説明

被覆剤組成物とその硬化物および硬化方法

【課題】 活性エネルギー線照射による硬化前においてもタックがないため、塗工後の異物付着などによる汚染が少なく、また作業性の良好な、特に床材などとして有用な被覆剤組成物およびその硬化物を提供する。
【解決手段】 本発明の被覆剤組成物は、少なくとも、水に分散した光重合性プレポリマー及び光重合開始剤を含む活性エネルギー線硬化性の組成物であって、光重合性プレポリマーの重量平均分子量が15000〜30000であることを特徴とする。

【発明の詳細な説明】
【技術分野】
【0001】
本発明は活性エネルギー線硬化性樹脂を用いた被覆剤組成物及びその硬化物に関する。さらに詳しくは、紫外線照射前においても、タックの生じない塗布作業性の良好な被覆剤組成物及びその硬化物に関する。また、硬化物の耐摩耗性を向上させる硬化方法に関する。
【背景技術】
【0002】
被覆剤組成物は、主に床面等に塗布、乾燥して塗膜を形成し、床の美観を保ち、水汚れを防ぎ、基材を保護する目的で、木製床材あるいは合成樹脂の原料を用いた化学床材等に幅広く利用されている。
【0003】
従来、床用被覆剤としては、作業時の安全性等の観点から、スチレン樹脂エマルジョン、アクリル樹脂エマルジョン、スチレン−アクリル共重合エマルジョン等が用いられている。しかし、これらの被覆剤は、硬化時の硬度の立ち上がりが遅く、完全に硬質化するまでには約1週間かかるため、硬化までの間に塗膜が汚染されるという欠点があった。これらを解決するために、紫外線などの活性エネルギー線照射によって瞬時に硬化可能な活性エネルギー線硬化型の被覆剤組成物が知られている(例えば、特許文献1参照)。しかしながら、これらの活性エネルギー線硬化型の被覆剤組成物は活性エネルギー線による硬化前はタックを伴う液状または塗膜であり、硬化前に上を歩いて作業することが不可能であり、作業性が著しく低いものであった。

----

**指示 A:** 記録のうち「of the detergent」を含む行から記録の最後までを、「QA department」を「quality team」に入れ替えて書き直してもらえますか。それ以外の部分は一切変えないでください。
本文と記録は、それぞれ別の出典から取られたものです。

**保存済み項目:**
----

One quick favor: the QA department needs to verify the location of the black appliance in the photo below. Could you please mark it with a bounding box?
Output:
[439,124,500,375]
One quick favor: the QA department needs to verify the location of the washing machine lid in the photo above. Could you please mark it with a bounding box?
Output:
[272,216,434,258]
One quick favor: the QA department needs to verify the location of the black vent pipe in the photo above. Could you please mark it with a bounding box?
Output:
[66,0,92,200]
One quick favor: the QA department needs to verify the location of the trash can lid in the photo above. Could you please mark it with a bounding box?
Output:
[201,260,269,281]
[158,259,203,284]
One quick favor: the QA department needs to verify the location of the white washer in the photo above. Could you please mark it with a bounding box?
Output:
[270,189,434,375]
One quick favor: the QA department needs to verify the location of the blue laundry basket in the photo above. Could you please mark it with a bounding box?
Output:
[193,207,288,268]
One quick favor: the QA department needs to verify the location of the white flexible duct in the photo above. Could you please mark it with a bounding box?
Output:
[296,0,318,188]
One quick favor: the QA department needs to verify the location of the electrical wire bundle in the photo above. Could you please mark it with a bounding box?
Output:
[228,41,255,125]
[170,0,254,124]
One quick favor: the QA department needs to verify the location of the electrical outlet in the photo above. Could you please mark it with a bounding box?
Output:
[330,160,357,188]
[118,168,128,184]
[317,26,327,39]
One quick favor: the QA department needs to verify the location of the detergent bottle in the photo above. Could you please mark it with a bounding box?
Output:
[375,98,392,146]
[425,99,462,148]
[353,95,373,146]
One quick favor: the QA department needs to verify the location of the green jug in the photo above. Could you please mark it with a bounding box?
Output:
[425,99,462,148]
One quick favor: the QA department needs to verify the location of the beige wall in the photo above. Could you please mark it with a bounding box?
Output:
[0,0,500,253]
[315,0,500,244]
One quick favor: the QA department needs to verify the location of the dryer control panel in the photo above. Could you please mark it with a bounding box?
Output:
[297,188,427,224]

----

**指示 B:** 被覆剤組成物に関する本文を、一字一句変えずにもう一度書き出してもらえますか。

**最終回答 A:**
One quick favor: the quality team needs to verify the location of the detergent bottle in the photo above. Could you please mark it with a bounding box?
Output:
[375,98,392,146]
[425,99,462,148]
[353,95,373,146]
One quick favor: the quality team needs to verify the location of the green jug in the photo above. Could you please mark it with a bounding box?
Output:
[425,99,462,148]
One quick favor: the quality team needs to verify the location of the beige wall in the photo above. Could you please mark it with a bounding box?
Output:
[0,0,500,253]
[315,0,500,244]
One quick favor: the quality team needs to verify the location of the dryer control panel in the photo above. Could you please mark it with a bounding box?
Output:
[297,188,427,224]

**最終回答 B:**
説明

被覆剤組成物とその硬化物および硬化方法

【課題】 活性エネルギー線照射による硬化前においてもタックがないため、塗工後の異物付着などによる汚染が少なく、また作業性の良好な、特に床材などとして有用な被覆剤組成物およびその硬化物を提供する。
【解決手段】 本発明の被覆剤組成物は、少なくとも、水に分散した光重合性プレポリマー及び光重合開始剤を含む活性エネルギー線硬化性の組成物であって、光重合性プレポリマーの重量平均分子量が15000〜30000であることを特徴とする。

【発明の詳細な説明】
【技術分野】
【0001】
本発明は活性エネルギー線硬化性樹脂を用いた被覆剤組成物及びその硬化物に関する。さらに詳しくは、紫外線照射前においても、タックの生じない塗布作業性の良好な被覆剤組成物及びその硬化物に関する。また、硬化物の耐摩耗性を向上させる硬化方法に関する。
【背景技術】
【0002】
被覆剤組成物は、主に床面等に塗布、乾燥して塗膜を形成し、床の美観を保ち、水汚れを防ぎ、基材を保護する目的で、木製床材あるいは合成樹脂の原料を用いた化学床材等に幅広く利用されている。
【0003】
従来、床用被覆剤としては、作業時の安全性等の観点から、スチレン樹脂エマルジョン、アクリル樹脂エマルジョン、スチレン−アクリル共重合エマルジョン等が用いられている。しかし、これらの被覆剤は、硬化時の硬度の立ち上がりが遅く、完全に硬質化するまでには約1週間かかるため、硬化までの間に塗膜が汚染されるという欠点があった。これらを解決するために、紫外線などの活性エネルギー線照射によって瞬時に硬化可能な活性エネルギー線硬化型の被覆剤組成物が知られている(例えば、特許文献1参照)。しかしながら、これらの活性エネルギー線硬化型の被覆剤組成物は活性エネルギー線による硬化前はタックを伴う液状または塗膜であり、硬化前に上を歩いて作業することが不可能であり、作業性が著しく低いものであった。